• REQUEST:
Rewrite the records below with "dropping" replaced by "placing" everywhere it occurs, leaving everything else unchanged.
— Begin —
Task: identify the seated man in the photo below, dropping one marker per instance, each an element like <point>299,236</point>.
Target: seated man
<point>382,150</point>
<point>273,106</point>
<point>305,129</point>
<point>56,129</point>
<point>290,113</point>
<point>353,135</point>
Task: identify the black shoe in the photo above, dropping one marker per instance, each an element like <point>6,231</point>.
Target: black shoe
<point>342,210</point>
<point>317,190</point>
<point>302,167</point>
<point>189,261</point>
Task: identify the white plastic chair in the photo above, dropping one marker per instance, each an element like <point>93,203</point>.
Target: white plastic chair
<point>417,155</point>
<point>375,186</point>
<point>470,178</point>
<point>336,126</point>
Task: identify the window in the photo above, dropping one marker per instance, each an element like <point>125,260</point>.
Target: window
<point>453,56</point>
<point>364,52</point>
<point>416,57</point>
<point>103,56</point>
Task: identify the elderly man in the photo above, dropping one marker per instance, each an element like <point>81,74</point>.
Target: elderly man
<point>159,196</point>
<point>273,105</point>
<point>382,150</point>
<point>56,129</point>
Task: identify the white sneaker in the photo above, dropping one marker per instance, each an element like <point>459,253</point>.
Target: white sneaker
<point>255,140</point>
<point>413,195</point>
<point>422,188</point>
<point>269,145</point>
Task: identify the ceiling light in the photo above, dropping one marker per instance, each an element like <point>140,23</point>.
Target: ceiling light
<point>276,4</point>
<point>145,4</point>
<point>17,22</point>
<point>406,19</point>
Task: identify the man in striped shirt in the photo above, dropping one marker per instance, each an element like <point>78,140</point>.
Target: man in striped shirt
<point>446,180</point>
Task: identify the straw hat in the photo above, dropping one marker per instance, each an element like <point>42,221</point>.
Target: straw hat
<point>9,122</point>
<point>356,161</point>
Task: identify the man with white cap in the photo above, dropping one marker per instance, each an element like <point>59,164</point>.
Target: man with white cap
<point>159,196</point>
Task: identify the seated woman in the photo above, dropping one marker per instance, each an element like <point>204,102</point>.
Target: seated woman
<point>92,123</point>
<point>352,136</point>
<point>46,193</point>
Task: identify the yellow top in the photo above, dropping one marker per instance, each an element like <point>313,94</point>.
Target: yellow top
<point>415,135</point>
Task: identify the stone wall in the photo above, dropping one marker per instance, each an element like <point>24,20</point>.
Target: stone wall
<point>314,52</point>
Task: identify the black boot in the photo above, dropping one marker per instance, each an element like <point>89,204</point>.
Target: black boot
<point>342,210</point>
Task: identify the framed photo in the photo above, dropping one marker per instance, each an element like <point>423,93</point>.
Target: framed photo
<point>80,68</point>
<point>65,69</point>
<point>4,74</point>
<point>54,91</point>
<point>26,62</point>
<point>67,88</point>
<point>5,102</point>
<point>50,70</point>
— End —
• RESULT:
Task: identify the seated man in the photo below, placing one marker per instance, each an element like <point>299,236</point>.
Target: seated man
<point>382,150</point>
<point>273,106</point>
<point>305,129</point>
<point>56,129</point>
<point>290,113</point>
<point>353,135</point>
Task: identify the black shoe in the photo above, placing one marker per instance, each an element like <point>6,231</point>.
Target: black shoe
<point>342,210</point>
<point>317,190</point>
<point>302,167</point>
<point>189,261</point>
Task: identify the white plastic chair in the photo above, placing one marker per instance, each an element like <point>93,203</point>.
Target: white plastic chair
<point>417,155</point>
<point>375,186</point>
<point>470,178</point>
<point>336,126</point>
Task: identify the window in the photo above, placing one marker per instance, each an element like <point>125,260</point>.
Target: window
<point>453,56</point>
<point>364,52</point>
<point>416,57</point>
<point>103,56</point>
Task: identify the elderly man in the photo above, placing one marker per instance, each an element like <point>81,74</point>.
Target: elderly man
<point>159,196</point>
<point>273,105</point>
<point>382,150</point>
<point>56,129</point>
Task: identify the white sneaker in the photo above, placing one marker per instance, each an element like <point>459,253</point>.
Target: white sneaker
<point>255,140</point>
<point>413,195</point>
<point>422,188</point>
<point>269,145</point>
Task: identify the ceiling light in the photo above, placing one marker per instance, each an element like <point>140,23</point>.
Target: ceiling light
<point>276,4</point>
<point>145,4</point>
<point>17,22</point>
<point>406,19</point>
Task: identify the man in striped shirt in the photo above, placing one marker per instance, each an element like <point>78,140</point>.
Target: man in striped shirt
<point>446,180</point>
Task: identify the straw hat in the photo above, placing one marker per instance, each an element like <point>42,221</point>.
Target: straw hat
<point>9,122</point>
<point>356,161</point>
Task: identify the man with white cap in the photo above, placing one marker per instance, each an element like <point>59,164</point>.
Target: man with white cap
<point>159,196</point>
Task: identify the seated woman in the photo above, placing one marker per instance, each an element like <point>204,102</point>.
Target: seated woman
<point>92,123</point>
<point>352,136</point>
<point>46,193</point>
Task: identify the yellow top in the photo above, placing one marker per instance, each an element like <point>313,94</point>.
Target: yellow top
<point>415,135</point>
Task: identify the stone wall in the photo above, placing one marker per instance, each an element like <point>24,20</point>.
Target: stone wall
<point>314,52</point>
Task: identify the black boot in the photo above, placing one marker per instance, each an element like <point>89,204</point>.
Target: black boot
<point>342,210</point>
Task: identify the framed photo in the photo above, placing one marker per instance, each an element like <point>423,93</point>.
Target: framed photo
<point>80,68</point>
<point>65,69</point>
<point>4,74</point>
<point>54,91</point>
<point>26,62</point>
<point>67,88</point>
<point>5,102</point>
<point>50,70</point>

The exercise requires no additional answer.